• [Task goal] Each entry should be repeated exactly. Its pictures should not be.

• [Data extracted from a collection]
= Beginning of Section =

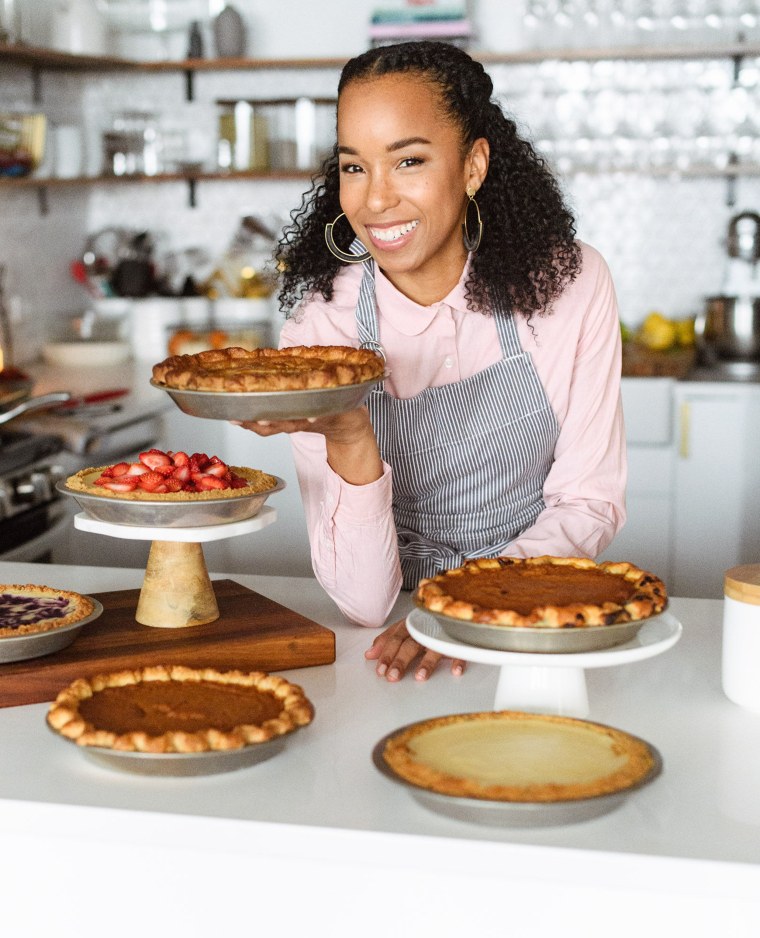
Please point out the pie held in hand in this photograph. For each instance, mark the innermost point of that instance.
(544, 592)
(30, 608)
(178, 709)
(298, 368)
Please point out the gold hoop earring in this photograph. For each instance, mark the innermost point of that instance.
(472, 243)
(336, 251)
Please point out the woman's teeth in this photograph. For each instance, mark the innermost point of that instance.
(393, 234)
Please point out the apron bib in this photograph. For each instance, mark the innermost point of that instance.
(469, 459)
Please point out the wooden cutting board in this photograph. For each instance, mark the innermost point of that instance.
(251, 633)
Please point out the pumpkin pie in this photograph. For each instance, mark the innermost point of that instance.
(29, 608)
(518, 757)
(298, 368)
(543, 592)
(163, 709)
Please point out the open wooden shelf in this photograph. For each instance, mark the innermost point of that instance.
(42, 58)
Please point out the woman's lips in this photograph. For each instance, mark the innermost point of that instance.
(392, 237)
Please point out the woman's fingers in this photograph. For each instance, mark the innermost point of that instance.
(396, 652)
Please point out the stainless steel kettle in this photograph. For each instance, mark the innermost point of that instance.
(728, 329)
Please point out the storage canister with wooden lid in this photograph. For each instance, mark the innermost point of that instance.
(741, 636)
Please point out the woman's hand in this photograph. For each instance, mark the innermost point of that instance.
(395, 651)
(352, 450)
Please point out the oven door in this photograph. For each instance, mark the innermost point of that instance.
(42, 547)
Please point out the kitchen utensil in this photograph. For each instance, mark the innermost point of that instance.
(729, 329)
(744, 236)
(33, 403)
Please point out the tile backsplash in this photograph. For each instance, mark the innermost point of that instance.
(662, 234)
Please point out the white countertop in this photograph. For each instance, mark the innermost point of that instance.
(327, 839)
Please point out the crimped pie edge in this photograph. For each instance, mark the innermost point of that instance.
(649, 599)
(258, 479)
(341, 365)
(64, 715)
(401, 761)
(83, 607)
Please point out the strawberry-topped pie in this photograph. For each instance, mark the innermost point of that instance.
(171, 476)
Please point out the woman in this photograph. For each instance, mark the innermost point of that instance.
(439, 236)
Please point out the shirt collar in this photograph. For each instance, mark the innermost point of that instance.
(408, 317)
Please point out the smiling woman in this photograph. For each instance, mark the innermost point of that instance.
(440, 238)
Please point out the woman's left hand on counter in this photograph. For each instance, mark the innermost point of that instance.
(395, 651)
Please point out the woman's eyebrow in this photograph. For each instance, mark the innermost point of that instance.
(398, 145)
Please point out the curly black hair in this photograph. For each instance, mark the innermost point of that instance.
(528, 252)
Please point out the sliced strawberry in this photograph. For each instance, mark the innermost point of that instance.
(118, 470)
(121, 485)
(150, 481)
(206, 483)
(166, 470)
(155, 457)
(220, 470)
(182, 473)
(136, 469)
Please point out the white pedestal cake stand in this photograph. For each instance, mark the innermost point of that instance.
(177, 590)
(552, 682)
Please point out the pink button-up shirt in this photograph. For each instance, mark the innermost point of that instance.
(576, 352)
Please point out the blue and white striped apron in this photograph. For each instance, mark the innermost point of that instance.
(469, 459)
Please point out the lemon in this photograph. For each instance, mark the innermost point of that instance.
(657, 332)
(685, 331)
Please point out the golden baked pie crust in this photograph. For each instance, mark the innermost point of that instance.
(460, 593)
(79, 607)
(301, 367)
(259, 482)
(295, 710)
(637, 762)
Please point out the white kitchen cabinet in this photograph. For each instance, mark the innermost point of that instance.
(716, 508)
(646, 538)
(693, 495)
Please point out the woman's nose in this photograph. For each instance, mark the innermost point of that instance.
(380, 194)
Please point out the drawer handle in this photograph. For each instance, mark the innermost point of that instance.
(683, 430)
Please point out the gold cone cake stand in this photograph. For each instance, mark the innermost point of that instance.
(177, 591)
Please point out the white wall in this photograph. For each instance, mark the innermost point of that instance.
(662, 236)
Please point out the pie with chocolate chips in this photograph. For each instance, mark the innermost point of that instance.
(29, 608)
(543, 592)
(518, 757)
(298, 368)
(178, 709)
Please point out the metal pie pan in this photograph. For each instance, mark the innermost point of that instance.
(537, 640)
(270, 405)
(179, 764)
(514, 813)
(171, 514)
(37, 644)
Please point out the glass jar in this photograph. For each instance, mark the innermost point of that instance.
(132, 146)
(741, 636)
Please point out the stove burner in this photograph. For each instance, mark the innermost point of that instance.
(18, 450)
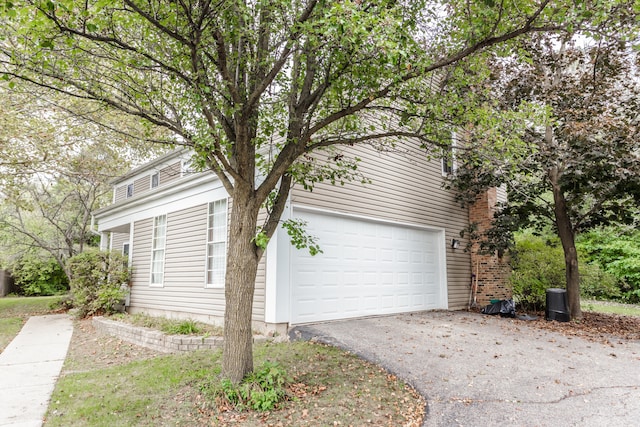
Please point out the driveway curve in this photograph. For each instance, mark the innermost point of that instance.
(476, 370)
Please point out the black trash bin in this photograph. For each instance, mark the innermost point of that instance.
(557, 308)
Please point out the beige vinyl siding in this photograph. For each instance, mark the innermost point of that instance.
(142, 185)
(121, 193)
(259, 293)
(141, 258)
(405, 187)
(117, 240)
(184, 288)
(170, 173)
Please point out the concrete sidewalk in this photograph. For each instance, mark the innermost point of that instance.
(29, 368)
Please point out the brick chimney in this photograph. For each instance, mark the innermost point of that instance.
(492, 271)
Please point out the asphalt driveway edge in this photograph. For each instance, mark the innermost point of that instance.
(309, 333)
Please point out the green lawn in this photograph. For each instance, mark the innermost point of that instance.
(610, 307)
(14, 311)
(328, 387)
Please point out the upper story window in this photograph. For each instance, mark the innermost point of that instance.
(158, 244)
(216, 243)
(185, 167)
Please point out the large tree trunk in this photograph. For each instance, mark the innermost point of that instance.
(567, 238)
(242, 266)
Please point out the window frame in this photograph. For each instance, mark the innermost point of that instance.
(156, 248)
(215, 277)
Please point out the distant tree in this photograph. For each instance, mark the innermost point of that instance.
(255, 87)
(571, 158)
(55, 169)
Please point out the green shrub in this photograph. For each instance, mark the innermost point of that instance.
(616, 251)
(35, 276)
(261, 390)
(595, 283)
(96, 281)
(538, 264)
(184, 327)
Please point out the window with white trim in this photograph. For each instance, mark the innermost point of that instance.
(216, 243)
(158, 249)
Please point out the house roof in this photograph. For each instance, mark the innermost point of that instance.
(151, 164)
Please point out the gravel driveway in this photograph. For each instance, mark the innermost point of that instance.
(477, 370)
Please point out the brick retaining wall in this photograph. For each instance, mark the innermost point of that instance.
(156, 340)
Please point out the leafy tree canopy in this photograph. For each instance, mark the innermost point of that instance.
(256, 87)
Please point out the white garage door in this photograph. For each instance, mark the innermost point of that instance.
(366, 268)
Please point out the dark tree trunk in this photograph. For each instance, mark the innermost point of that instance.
(567, 238)
(242, 266)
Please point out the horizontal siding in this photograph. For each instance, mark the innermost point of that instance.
(259, 293)
(170, 173)
(121, 193)
(142, 185)
(118, 240)
(406, 187)
(140, 256)
(184, 275)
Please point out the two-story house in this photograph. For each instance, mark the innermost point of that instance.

= End of Section =

• [Exercise solution]
Please point out the pie held in hand in this photograph. For each instance, mark the innermost point of that instance.
(544, 592)
(30, 608)
(178, 709)
(298, 368)
Please point out the gold hoop earring in this photograph. For each instance, mark the innermost point of that instance.
(472, 243)
(336, 251)
Please point out the woman's teeth in this photograph. For each instance, mark the innermost point of that instance.
(393, 234)
Please point out the apron bib in this photograph. For each instance, mark the innermost point of that instance.
(469, 459)
Please point out the wooden cutting board in this photograph. For each instance, mark the innermost point of that instance.
(251, 633)
Please point out the pumpkin pie in this photograph. For each instance, mark the innermost point of that instance.
(29, 608)
(518, 757)
(298, 368)
(543, 592)
(163, 709)
Please point out the open wooden shelf in this photograph. For each instance, mark the innermost point of that instance.
(42, 58)
Please point out the woman's lips in this photograph. For each instance, mark the innermost point of that instance.
(392, 237)
Please point out the woman's fingers in this photograph. For each instance, mark the innermost point of that instance.
(396, 652)
Please point out the stainless steel kettle in this photograph. For each instance, mark the innermost point of that instance.
(728, 329)
Please point out the storage canister with wooden lid in this photograph. For each instance, mark the innermost point of that instance.
(741, 636)
Please point out the woman's hand in this photograph. For each instance, mark the innermost point of that instance.
(395, 651)
(352, 450)
Please point out the oven door in this photograph. For each instance, mark the innermost point of that instance.
(42, 547)
Please point out the kitchen utensil in this photograph. For each instance, mark the innermost point of that instance.
(729, 329)
(744, 236)
(33, 403)
Please point out the tile backsplash in this photograph. For each instance, mark the innermost point of that instance.
(662, 234)
Please point out the white countertop in this photograph. For each instance, mark the innermost point of that instance.
(327, 839)
Please point out the crimped pie edge in this photograph. For each instance, mark the innermost point of that instance.
(649, 599)
(258, 479)
(341, 365)
(64, 715)
(401, 761)
(83, 607)
Please point out the strawberry-topped pie in this photograph. For each instance, mark the innermost point of that instance.
(171, 476)
Please point out the woman in this photograph. For each instance, mark the innermost point of that instance.
(439, 236)
Please point out the shirt collar in this photograph. For each instance, mark the innermost point of that instance.
(408, 317)
Please point out the smiling woman in this photograph. For each instance, mark the innermost point of that instance.
(440, 238)
Please point out the woman's left hand on counter in this photograph. For each instance, mark the innermost point of that instance.
(395, 651)
Please point out the woman's eyebrow in this photograph. For each instance, mark the innermost point of that instance.
(398, 145)
Please point out the curly black hair in this photograph. For each instance, mark the innermost point of that instance.
(528, 252)
Please point out the sliced strawberry in this photograph. For each instance, mark the innermost point of that instance.
(118, 470)
(121, 485)
(150, 481)
(206, 483)
(166, 470)
(155, 457)
(220, 470)
(182, 473)
(136, 469)
Please point out the white pedestal cake stand in this photograph. For each instance, mark the innermost point of that instance.
(177, 590)
(552, 682)
Please point out the pink button-up shirt in this photograph. For each instance, mark the innermost point of that instance.
(576, 352)
Please point out the blue and white striped apron in this photograph. For each instance, mark the innermost point of that instance.
(469, 459)
Please point out the lemon in this photograph. For each instance, mark the innermost point of that instance.
(657, 332)
(685, 331)
Please point out the golden baked pie crust in this photograph. For each instance, mark the innermost point of that instance.
(460, 593)
(79, 607)
(301, 367)
(259, 482)
(295, 710)
(637, 762)
Please point out the white kitchen cabinet in this photograph. For each instance, mark the innermost point of that instance.
(716, 508)
(646, 538)
(693, 495)
Please point out the woman's nose in this photograph. For each instance, mark the innermost point of that instance.
(380, 194)
Please point out the drawer handle in this photograph. For each instance, mark the innermost point of that instance.
(683, 430)
Please point out the gold cone cake stand in this photograph. For each instance, mark the innermost point of that instance.
(177, 591)
Please point out the white wall in this photograph. For each instance, mark the innermost point of that instance.
(662, 236)
Please point out the pie with chocolate chips in this photograph. For each instance, mark the innermost point of that instance.
(29, 608)
(543, 592)
(518, 757)
(298, 368)
(178, 709)
Please point out the metal pie pan in this photograph. For each instance, mark the innermost point of that instance.
(537, 640)
(270, 405)
(179, 764)
(514, 813)
(171, 514)
(37, 644)
Please point out the glass jar in this photograph. For each instance, mark the innermost point of that instance.
(132, 146)
(741, 636)
Please point out the stove burner in this photograph. For each instance, mark the innermost point of that instance.
(18, 450)
Please point out the driveway curve in this photograph. For each instance, mark the innermost point of that instance.
(476, 370)
Please point out the black trash bin in this photograph. For each instance, mark the innermost point of that instance.
(557, 308)
Please point out the beige vinyl siding in this photograph. For each instance, mark the innermost point of that instance.
(142, 185)
(121, 193)
(259, 293)
(141, 258)
(405, 187)
(117, 240)
(184, 288)
(170, 173)
Please point out the concrete sidewalk in this photograph. For each instance, mark the innermost point of that instance.
(29, 368)
Please point out the brick chimney in this photograph. For each instance, mark the innermost point of that instance.
(492, 271)
Please point out the asphalt driveway edge in this photograph. For each instance, mark the innermost point of that instance.
(309, 333)
Please point out the green lawn in this photograph. For each instance, mark the innermost point of that instance.
(610, 307)
(14, 311)
(328, 387)
Please point out the upper story window in this photograph. For each instance, mark the innermost point of that instance.
(158, 244)
(216, 243)
(185, 167)
Please point out the large tree trunk in this photograph. For each instance, mark the innermost point of that instance.
(567, 238)
(242, 266)
Please point out the window frame in this photograph. For each instance, mark the innermost point of that instance.
(156, 248)
(215, 277)
Please point out the distant tree in this photograph. For each instance, mark the innermost point of that instance.
(255, 87)
(571, 158)
(55, 169)
Please point out the green shrub in this photograph. For each instance, mark the innermost point of that instance.
(616, 251)
(35, 276)
(261, 390)
(595, 283)
(96, 281)
(538, 264)
(184, 327)
Please point out the window with white trim in this photograph. For each instance, mark the innermost point of that instance.
(216, 243)
(158, 249)
Please point out the house roof in this photograph. For each instance, mark the innermost point of that instance.
(151, 164)
Please point out the gravel driveway in this photograph. For each instance, mark the innermost point of that instance.
(477, 370)
Please point out the brick retaining wall in this photograph. For each instance, mark the innermost point of that instance.
(156, 340)
Please point out the leafy tree canopy in this photograph. For each instance, mark the innermost point of that instance.
(256, 87)
Please point out the white garage door in this photograph. For each instance, mark the innermost point of that instance.
(366, 268)
Please point out the dark tree trunk in this photograph. For each instance, mark the innermost point of that instance.
(567, 238)
(242, 266)
Please point out the horizontal siding in this photograph. For each instance, mark the innermost point of that instance.
(259, 293)
(170, 173)
(121, 193)
(142, 185)
(118, 240)
(406, 187)
(140, 256)
(184, 275)
Please point out the two-story house in this photograph. For each instance, mark the innermost point of that instance.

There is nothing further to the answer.